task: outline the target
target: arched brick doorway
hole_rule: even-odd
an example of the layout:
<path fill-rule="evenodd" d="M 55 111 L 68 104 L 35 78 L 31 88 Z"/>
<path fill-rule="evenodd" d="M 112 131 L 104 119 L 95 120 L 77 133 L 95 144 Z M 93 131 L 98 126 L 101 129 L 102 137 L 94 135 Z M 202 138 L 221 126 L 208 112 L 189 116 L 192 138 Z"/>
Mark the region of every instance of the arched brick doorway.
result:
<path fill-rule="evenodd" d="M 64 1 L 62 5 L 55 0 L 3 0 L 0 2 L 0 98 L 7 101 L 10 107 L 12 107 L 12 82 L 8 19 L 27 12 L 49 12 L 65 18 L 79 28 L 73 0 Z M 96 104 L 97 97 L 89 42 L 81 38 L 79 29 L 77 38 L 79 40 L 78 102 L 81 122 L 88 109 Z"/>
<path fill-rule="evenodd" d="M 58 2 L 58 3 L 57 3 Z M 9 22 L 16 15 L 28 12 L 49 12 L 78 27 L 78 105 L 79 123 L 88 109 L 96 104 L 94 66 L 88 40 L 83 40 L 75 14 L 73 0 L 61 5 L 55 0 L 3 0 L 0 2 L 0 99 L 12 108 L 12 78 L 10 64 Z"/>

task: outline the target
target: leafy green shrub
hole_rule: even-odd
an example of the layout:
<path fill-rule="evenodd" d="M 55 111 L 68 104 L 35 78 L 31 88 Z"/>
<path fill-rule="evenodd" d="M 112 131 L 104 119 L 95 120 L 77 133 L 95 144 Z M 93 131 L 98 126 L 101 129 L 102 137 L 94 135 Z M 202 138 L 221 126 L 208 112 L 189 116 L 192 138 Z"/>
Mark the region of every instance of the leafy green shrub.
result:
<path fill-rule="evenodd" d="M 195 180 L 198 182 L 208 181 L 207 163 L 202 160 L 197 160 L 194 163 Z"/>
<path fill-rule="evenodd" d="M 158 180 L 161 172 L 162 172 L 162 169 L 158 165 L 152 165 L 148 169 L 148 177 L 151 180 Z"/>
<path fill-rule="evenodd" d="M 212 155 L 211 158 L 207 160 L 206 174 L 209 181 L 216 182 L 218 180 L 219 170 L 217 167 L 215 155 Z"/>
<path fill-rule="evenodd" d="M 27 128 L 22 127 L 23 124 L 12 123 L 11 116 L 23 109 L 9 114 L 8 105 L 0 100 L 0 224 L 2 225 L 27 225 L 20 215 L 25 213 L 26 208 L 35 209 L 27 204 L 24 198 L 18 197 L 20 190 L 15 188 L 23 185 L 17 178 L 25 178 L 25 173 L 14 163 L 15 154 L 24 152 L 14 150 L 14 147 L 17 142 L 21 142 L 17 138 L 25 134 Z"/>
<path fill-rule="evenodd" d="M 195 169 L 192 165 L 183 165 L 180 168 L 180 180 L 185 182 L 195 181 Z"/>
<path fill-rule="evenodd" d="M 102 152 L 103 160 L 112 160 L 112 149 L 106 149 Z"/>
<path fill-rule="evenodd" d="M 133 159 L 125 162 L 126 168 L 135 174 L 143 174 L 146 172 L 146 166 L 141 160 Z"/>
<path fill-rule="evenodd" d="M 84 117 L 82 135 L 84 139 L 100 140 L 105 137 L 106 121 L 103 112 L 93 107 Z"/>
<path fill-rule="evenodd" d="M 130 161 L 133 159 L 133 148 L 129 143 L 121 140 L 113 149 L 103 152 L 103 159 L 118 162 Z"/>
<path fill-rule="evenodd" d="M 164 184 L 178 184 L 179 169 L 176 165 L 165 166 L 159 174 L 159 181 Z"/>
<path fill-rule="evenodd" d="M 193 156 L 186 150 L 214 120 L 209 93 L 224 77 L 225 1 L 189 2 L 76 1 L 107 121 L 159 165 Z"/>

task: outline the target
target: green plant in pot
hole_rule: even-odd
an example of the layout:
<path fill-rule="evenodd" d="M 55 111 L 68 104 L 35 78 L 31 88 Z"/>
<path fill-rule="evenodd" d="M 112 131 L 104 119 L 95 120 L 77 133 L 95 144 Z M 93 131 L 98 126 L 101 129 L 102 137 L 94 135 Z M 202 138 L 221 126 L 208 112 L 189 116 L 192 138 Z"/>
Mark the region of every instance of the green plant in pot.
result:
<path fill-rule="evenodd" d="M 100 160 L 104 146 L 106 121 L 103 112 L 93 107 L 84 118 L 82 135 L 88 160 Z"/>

= WHAT IS REQUIRED =
Repeat all entries. Match them exactly.

= FINAL ANSWER =
task: outline the target
target: arched brick doorway
hole_rule: even-odd
an example of the layout:
<path fill-rule="evenodd" d="M 55 111 L 68 104 L 35 78 L 31 88 Z"/>
<path fill-rule="evenodd" d="M 112 131 L 104 119 L 95 120 L 77 133 L 95 144 Z M 93 131 L 98 126 L 101 129 L 102 137 L 94 135 Z M 202 138 L 221 126 L 208 112 L 189 116 L 192 138 Z"/>
Mark the region of every instance of the arched brick doorway.
result:
<path fill-rule="evenodd" d="M 64 1 L 62 5 L 55 0 L 3 0 L 0 2 L 0 98 L 7 101 L 10 107 L 12 107 L 12 82 L 8 19 L 27 12 L 49 12 L 65 18 L 79 28 L 73 0 Z M 96 104 L 97 97 L 89 42 L 81 38 L 79 29 L 77 38 L 79 40 L 78 102 L 81 122 L 88 109 Z"/>
<path fill-rule="evenodd" d="M 58 2 L 58 3 L 57 3 Z M 9 22 L 16 15 L 28 12 L 49 12 L 78 27 L 78 105 L 79 123 L 88 109 L 96 104 L 94 66 L 88 40 L 83 40 L 75 14 L 73 0 L 61 5 L 55 0 L 3 0 L 0 2 L 0 99 L 12 108 L 12 78 L 10 64 Z"/>

task: outline the target
target: leafy green shrub
hole_rule: even-odd
an example of the layout:
<path fill-rule="evenodd" d="M 55 111 L 68 104 L 35 78 L 31 88 Z"/>
<path fill-rule="evenodd" d="M 112 131 L 104 119 L 95 120 L 77 133 L 95 144 Z M 93 131 L 98 126 L 101 129 L 102 137 L 94 135 Z M 202 138 L 221 126 L 208 112 L 189 116 L 192 138 Z"/>
Mark the region of every instance of the leafy green shrub.
result:
<path fill-rule="evenodd" d="M 195 180 L 198 182 L 208 181 L 207 163 L 202 160 L 197 160 L 194 163 Z"/>
<path fill-rule="evenodd" d="M 158 180 L 161 172 L 162 172 L 162 169 L 158 165 L 152 165 L 148 169 L 148 177 L 151 180 Z"/>
<path fill-rule="evenodd" d="M 212 155 L 211 158 L 207 160 L 206 174 L 209 181 L 216 182 L 218 180 L 219 170 L 217 167 L 215 155 Z"/>
<path fill-rule="evenodd" d="M 27 128 L 22 127 L 23 124 L 12 123 L 11 116 L 23 109 L 9 114 L 8 105 L 0 100 L 0 224 L 2 225 L 27 225 L 20 215 L 25 213 L 26 208 L 35 209 L 27 204 L 24 198 L 18 197 L 20 190 L 15 188 L 23 185 L 17 178 L 25 178 L 25 173 L 14 163 L 15 154 L 24 152 L 14 150 L 14 147 L 17 142 L 21 142 L 17 138 L 25 134 Z"/>
<path fill-rule="evenodd" d="M 195 169 L 192 165 L 183 165 L 180 168 L 180 180 L 185 182 L 195 181 Z"/>
<path fill-rule="evenodd" d="M 102 152 L 103 160 L 112 160 L 112 149 L 106 149 Z"/>
<path fill-rule="evenodd" d="M 133 159 L 125 162 L 126 168 L 135 174 L 143 174 L 146 172 L 146 166 L 141 160 Z"/>
<path fill-rule="evenodd" d="M 84 117 L 82 135 L 84 139 L 100 140 L 105 137 L 106 121 L 103 112 L 93 107 Z"/>
<path fill-rule="evenodd" d="M 130 161 L 133 159 L 133 148 L 129 143 L 121 140 L 113 149 L 103 152 L 103 159 L 118 162 Z"/>
<path fill-rule="evenodd" d="M 164 184 L 178 184 L 179 169 L 176 165 L 165 166 L 159 174 L 159 181 Z"/>
<path fill-rule="evenodd" d="M 193 156 L 186 150 L 214 120 L 209 93 L 224 77 L 225 1 L 189 2 L 76 1 L 107 121 L 159 165 Z"/>

task: outline the target
target: green plant in pot
hole_rule: even-odd
an example of the layout:
<path fill-rule="evenodd" d="M 55 111 L 68 104 L 35 78 L 31 88 Z"/>
<path fill-rule="evenodd" d="M 112 131 L 104 119 L 95 120 L 77 133 L 95 144 Z M 93 131 L 98 126 L 101 129 L 102 137 L 94 135 Z M 202 138 L 221 126 L 208 112 L 189 116 L 192 138 Z"/>
Mark the region of every instance of the green plant in pot.
result:
<path fill-rule="evenodd" d="M 100 160 L 104 146 L 106 121 L 103 112 L 93 107 L 84 118 L 82 135 L 88 160 Z"/>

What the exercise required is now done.